[Do this] In the text about Neste and palm oil, take everything from "9th January 2019" down to "a national park." and swap "rainforest destruction" for "deforestation".

[Extracted text]
+--

9th January 2019 – A report published by the environmental NGO Biofuelwatch  reveals that the Finnish biofuel and oil company Neste, which expects to become the world’s biggest producer of aviation biofuels in 2019 , relies heavily on palm oil, a leading cause of rainforest destruction, and still cannot guarantee that its palm oil is not sourced from illegal plantations inside a national park.
Neste is investing €1.4 billion in new biofuel capacity in its Singapore refinery, which the company plans to turn into a hub for aviation biofuel production . The company, which is partly owned by the Finnish state, has entered into collaboration agreements with Air BP, Alaska Airlines, and two US airports, and it is looking for more collaborations in Europe and beyond. Neste is already one of the world’s biggest producers of biofuels for road transport. In 2017, Neste used almost 700,000 tonnes of crude palm oil as well as an undisclosed amount of crude palm oil which the company claims to be ‘wastes and residues’, contrary to legislation in several European countries.

+--

[Supplied entries]
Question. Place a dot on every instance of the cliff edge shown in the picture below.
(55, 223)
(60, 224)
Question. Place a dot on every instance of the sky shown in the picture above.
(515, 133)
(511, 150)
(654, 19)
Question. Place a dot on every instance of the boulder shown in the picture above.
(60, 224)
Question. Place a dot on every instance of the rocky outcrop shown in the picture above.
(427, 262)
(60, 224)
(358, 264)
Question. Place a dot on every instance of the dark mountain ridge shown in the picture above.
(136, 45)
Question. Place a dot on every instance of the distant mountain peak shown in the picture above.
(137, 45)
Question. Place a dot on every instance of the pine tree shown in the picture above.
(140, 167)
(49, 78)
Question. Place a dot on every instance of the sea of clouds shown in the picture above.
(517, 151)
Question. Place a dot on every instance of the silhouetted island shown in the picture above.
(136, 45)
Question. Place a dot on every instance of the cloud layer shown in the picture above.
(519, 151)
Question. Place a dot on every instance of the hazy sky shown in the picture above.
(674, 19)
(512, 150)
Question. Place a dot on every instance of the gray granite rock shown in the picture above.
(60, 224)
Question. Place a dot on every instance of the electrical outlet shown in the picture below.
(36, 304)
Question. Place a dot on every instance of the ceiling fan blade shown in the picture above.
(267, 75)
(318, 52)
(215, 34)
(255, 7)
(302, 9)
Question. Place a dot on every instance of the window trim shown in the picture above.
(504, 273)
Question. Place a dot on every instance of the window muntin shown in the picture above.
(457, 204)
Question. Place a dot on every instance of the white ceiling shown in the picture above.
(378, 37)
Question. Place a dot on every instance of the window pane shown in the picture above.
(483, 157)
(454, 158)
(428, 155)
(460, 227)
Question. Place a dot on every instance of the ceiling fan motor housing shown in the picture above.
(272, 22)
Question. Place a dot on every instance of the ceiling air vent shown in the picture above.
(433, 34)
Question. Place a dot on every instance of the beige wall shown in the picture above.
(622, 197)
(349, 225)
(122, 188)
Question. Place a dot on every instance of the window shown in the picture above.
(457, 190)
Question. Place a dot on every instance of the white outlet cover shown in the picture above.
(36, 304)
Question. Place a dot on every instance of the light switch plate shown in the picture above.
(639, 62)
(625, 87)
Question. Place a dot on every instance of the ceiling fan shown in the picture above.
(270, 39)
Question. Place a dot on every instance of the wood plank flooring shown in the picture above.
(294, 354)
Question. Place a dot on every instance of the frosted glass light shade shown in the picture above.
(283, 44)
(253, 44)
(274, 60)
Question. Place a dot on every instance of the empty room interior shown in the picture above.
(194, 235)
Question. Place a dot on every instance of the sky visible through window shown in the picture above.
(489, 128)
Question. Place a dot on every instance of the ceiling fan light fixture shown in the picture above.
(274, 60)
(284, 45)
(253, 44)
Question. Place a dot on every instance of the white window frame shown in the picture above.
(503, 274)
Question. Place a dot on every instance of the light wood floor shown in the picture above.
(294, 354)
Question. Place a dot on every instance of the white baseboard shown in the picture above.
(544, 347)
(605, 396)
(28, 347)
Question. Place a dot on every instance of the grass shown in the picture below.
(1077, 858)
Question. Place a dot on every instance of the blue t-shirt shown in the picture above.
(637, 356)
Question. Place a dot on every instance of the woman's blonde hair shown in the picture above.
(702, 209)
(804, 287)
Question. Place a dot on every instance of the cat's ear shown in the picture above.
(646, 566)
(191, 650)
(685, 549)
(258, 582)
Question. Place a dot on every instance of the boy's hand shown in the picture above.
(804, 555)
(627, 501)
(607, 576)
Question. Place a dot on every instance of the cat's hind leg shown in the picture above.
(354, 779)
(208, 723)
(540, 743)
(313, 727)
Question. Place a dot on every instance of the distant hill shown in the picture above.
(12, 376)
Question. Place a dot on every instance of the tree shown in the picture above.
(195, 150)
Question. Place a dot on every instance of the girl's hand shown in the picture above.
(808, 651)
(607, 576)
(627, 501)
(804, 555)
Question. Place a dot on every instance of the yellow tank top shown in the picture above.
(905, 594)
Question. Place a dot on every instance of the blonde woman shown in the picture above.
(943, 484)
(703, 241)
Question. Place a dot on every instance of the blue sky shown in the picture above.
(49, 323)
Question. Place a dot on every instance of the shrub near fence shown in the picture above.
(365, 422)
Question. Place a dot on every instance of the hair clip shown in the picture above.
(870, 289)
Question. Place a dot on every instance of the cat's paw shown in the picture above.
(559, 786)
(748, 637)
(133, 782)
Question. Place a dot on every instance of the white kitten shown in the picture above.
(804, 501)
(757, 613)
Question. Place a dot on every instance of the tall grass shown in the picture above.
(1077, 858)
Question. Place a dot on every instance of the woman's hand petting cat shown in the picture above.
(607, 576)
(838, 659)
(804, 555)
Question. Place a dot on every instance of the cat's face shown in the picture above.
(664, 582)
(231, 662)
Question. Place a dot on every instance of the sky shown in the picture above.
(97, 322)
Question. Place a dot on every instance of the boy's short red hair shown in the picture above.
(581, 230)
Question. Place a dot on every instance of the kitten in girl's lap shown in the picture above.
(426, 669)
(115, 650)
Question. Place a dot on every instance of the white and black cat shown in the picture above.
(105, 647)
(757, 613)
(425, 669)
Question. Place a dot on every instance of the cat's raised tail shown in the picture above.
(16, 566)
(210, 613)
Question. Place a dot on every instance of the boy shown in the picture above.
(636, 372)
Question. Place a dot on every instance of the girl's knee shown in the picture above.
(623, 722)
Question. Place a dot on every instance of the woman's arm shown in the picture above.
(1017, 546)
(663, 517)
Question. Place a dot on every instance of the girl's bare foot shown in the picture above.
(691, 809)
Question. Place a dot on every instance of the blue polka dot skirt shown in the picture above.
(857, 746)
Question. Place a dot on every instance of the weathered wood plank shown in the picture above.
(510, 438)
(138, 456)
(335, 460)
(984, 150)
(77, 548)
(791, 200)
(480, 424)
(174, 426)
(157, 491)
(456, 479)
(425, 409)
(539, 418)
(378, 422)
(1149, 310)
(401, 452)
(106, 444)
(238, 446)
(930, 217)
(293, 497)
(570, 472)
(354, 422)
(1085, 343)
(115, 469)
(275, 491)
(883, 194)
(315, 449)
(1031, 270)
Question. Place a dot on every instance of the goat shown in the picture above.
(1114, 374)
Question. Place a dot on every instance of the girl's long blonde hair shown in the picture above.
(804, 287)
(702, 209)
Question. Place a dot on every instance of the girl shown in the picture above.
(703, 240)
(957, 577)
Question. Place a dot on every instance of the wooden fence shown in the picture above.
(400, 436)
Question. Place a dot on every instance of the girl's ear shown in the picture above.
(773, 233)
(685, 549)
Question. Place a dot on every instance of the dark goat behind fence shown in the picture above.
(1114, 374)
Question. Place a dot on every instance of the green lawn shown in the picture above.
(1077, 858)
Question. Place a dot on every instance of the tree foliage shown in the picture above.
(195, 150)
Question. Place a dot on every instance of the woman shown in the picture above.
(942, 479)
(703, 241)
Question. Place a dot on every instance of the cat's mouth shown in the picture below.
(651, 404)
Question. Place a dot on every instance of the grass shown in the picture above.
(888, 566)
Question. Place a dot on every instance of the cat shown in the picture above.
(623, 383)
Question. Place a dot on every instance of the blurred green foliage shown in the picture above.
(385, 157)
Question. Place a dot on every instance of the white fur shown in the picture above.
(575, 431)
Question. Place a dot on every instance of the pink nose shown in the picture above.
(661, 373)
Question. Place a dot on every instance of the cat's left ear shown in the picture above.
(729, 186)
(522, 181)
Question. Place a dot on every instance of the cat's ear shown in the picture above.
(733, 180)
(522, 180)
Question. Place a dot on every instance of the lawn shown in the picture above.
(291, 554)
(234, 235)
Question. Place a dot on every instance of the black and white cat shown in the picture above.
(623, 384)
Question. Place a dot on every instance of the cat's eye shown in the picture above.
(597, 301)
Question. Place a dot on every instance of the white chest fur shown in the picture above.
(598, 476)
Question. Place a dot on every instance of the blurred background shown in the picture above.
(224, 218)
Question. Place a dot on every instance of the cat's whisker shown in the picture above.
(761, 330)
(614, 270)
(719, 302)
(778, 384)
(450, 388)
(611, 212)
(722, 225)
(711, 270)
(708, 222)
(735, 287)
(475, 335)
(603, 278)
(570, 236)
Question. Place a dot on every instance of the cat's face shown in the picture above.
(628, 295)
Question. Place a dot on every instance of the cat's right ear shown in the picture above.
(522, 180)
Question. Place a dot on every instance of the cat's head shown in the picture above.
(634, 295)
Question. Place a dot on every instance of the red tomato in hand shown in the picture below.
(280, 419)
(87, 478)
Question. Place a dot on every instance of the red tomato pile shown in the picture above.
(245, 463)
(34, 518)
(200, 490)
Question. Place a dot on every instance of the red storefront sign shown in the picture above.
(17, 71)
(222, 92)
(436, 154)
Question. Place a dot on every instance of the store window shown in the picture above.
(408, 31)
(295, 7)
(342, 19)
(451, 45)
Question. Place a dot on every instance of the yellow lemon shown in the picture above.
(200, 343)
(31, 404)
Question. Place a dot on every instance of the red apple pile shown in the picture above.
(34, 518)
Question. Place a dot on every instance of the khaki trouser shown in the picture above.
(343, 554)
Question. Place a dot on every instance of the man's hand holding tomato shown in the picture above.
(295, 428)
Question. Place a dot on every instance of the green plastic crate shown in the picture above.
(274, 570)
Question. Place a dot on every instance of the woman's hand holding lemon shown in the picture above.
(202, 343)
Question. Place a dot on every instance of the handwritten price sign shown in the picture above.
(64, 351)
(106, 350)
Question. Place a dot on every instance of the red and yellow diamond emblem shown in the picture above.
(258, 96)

+--

[Task output]
9th January 2019 – A report published by the environmental NGO Biofuelwatch  reveals that the Finnish biofuel and oil company Neste, which expects to become the world’s biggest producer of aviation biofuels in 2019 , relies heavily on palm oil, a leading cause of deforestation, and still cannot guarantee that its palm oil is not sourced from illegal plantations inside a national park.